» What is expected
None of the images should appear in your copy. Transcribe the data in full.

** Task data follows **

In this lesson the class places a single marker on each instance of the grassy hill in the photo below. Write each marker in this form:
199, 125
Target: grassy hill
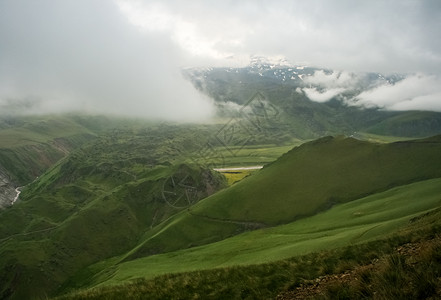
134, 191
270, 259
93, 204
309, 179
30, 145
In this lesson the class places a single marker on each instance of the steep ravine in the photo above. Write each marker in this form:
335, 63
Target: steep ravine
7, 190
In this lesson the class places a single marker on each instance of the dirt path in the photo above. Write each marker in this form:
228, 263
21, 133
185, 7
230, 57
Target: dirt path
238, 169
247, 225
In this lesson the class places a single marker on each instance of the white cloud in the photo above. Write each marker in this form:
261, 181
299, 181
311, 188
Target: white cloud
420, 92
322, 96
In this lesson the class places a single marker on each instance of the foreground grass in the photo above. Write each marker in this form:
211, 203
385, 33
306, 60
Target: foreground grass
264, 281
356, 222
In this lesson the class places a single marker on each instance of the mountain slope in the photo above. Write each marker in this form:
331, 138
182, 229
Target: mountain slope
93, 204
367, 219
287, 106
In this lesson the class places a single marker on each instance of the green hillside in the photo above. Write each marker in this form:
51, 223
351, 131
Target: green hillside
94, 204
30, 145
360, 221
309, 179
135, 190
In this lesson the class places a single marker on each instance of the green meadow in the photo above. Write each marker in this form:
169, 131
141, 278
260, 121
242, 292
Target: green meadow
360, 221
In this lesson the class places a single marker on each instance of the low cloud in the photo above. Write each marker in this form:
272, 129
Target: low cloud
416, 92
86, 56
322, 96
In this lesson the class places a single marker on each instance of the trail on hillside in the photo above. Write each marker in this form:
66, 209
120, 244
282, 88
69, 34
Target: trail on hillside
239, 169
248, 225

** End of Task data **

» Written answer
In this lesson the class places a single marker on each instance of the grassy hill in the photo below. Write each marker in this form:
199, 125
Target: grassy hill
134, 191
270, 259
93, 204
309, 179
30, 145
In this lesson the class places a single marker on each instance of the steep ravine in the photo above. Write each marker in this form:
335, 63
Target: steep ravine
7, 190
In this lesson the class places a single marker on each instance of the dirt path in the photo above. Write each marker in this form:
228, 263
21, 133
185, 7
230, 57
Target: dirt path
238, 169
247, 225
In this lesson the class places a single marker on each instance of the white cloud in the photo above. Write each marker in this form:
261, 181
299, 181
311, 188
Target: white cloud
420, 92
322, 96
In this lesson the class places a single marker on each instance of the foreground grass in the photo above. Write each marker in this form:
211, 203
385, 33
306, 60
Target: foreground grass
264, 281
356, 222
In this lesson the class places a single marker on each instance of the mountain slope in the photo above. Write each marker in this form:
331, 138
182, 229
Target: mountain slope
93, 204
367, 219
287, 106
In this lesson the class places a single marker on each instance of the green hillside in the photo above. Write each marker in this form:
51, 223
351, 131
Target: green hillside
94, 204
30, 145
360, 221
309, 179
135, 190
In this lesson the class places a single marker on each instance of the green meadow in the photo above. Write each marker in this form:
169, 131
141, 278
260, 121
242, 292
Target: green meadow
360, 221
In this lesson the class places a single marker on each instance of the low cloud in the photo above. Write each marker in this form:
272, 129
Target: low cloud
416, 92
86, 56
322, 96
In this lesson the class places a single marker on each instance of the trail on hillside in the photo above. Write each marker in this form:
66, 209
120, 244
282, 88
69, 34
Target: trail on hillside
239, 169
248, 225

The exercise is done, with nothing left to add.